----- Exercise materials
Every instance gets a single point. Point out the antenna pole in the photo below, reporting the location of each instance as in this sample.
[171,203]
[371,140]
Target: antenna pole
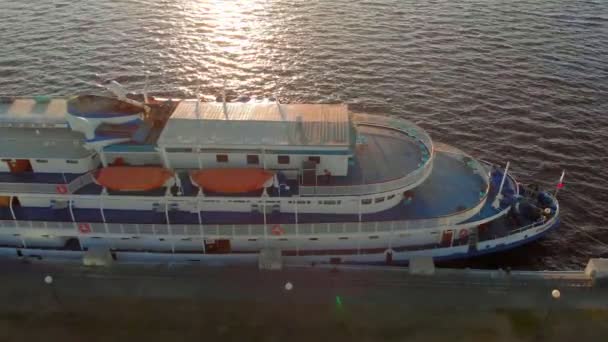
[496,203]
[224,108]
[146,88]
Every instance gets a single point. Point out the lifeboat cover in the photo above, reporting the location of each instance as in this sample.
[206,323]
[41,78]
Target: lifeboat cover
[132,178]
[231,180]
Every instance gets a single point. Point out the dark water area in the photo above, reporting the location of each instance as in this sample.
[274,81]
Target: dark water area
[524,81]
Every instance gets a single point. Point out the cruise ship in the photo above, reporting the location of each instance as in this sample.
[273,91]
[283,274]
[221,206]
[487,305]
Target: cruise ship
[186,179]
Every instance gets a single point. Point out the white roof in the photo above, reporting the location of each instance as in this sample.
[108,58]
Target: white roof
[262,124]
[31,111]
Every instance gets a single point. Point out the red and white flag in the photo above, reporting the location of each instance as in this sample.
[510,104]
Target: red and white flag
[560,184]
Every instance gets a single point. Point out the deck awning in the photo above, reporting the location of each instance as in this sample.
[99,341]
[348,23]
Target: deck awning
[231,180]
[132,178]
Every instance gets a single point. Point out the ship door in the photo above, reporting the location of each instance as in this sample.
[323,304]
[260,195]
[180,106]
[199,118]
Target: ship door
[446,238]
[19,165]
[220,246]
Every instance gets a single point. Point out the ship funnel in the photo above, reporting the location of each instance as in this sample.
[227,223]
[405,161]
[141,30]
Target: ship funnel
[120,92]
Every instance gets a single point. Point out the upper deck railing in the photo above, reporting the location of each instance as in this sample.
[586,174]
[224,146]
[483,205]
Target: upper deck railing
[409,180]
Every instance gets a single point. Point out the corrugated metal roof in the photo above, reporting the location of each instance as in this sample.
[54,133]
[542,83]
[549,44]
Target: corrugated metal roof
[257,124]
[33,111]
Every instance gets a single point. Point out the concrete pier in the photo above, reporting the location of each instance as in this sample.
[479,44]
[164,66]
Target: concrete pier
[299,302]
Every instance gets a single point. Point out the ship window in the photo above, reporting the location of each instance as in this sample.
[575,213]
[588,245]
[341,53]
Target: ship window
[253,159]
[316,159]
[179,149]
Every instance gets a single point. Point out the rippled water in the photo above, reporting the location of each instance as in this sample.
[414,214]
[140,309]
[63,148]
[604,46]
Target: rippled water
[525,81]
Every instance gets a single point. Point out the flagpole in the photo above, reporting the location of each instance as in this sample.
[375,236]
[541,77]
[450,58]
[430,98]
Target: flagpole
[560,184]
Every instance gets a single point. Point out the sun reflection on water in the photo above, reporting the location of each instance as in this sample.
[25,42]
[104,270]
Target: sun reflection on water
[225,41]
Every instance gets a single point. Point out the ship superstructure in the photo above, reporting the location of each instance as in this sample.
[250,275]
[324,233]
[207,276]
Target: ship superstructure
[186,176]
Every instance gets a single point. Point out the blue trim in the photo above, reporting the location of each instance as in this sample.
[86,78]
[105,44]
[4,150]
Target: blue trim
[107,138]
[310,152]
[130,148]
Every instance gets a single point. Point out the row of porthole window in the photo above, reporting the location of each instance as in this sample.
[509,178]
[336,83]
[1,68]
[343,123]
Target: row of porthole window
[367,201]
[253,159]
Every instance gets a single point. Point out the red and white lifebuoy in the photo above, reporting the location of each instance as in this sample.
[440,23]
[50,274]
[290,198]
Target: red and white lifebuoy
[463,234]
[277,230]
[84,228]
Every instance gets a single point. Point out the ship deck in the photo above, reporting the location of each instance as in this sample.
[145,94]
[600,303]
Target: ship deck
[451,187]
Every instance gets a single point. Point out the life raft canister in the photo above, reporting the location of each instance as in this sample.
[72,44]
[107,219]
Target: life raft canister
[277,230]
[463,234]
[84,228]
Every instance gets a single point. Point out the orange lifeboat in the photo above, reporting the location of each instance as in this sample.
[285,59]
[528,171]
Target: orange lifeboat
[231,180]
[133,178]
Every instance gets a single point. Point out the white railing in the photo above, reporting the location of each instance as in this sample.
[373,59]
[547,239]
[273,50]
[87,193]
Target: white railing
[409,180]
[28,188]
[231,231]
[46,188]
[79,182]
----------
▸ Aim
Starting with the line that contains "Every instance gets a single point. Point out the row", return each line through the last one of the data above, exactly as written and nothing more.

▸ Finished answer
Every instance gets a single point. Point out the row of porthole window in the photo above, reporting the location of each instance as in this sample.
[509,178]
[336,83]
[1,68]
[343,123]
Target: row of porthole window
[367,201]
[253,159]
Every instance gets a single point. Point out the red and white lifebuoy in the photo above, reporting the location of each instance as in this sample.
[440,23]
[50,274]
[290,198]
Target: red and white lifebuoy
[463,234]
[277,230]
[84,228]
Every instance gets a single point. Point out the ship deck in the photo above, reporting the location of each instance as in this sample.
[145,94]
[600,303]
Target: ship deck
[451,187]
Every instance gets a single point. Point out the life raft canister in the photo above, reporting the location of each instance as in this sample.
[72,44]
[107,219]
Target: life raft canister
[277,230]
[463,234]
[84,228]
Every instance gets a single point. Point out the orange lifeboat in the photo above, reporting the location of each instance as in this sample.
[285,59]
[528,171]
Target: orange lifeboat
[231,180]
[133,178]
Every instance gets a single point. Point out the white railing in the photo above, reporting the location of each instance as in this sample.
[373,59]
[547,239]
[273,50]
[87,193]
Target: white railing
[409,180]
[28,188]
[231,231]
[46,188]
[79,182]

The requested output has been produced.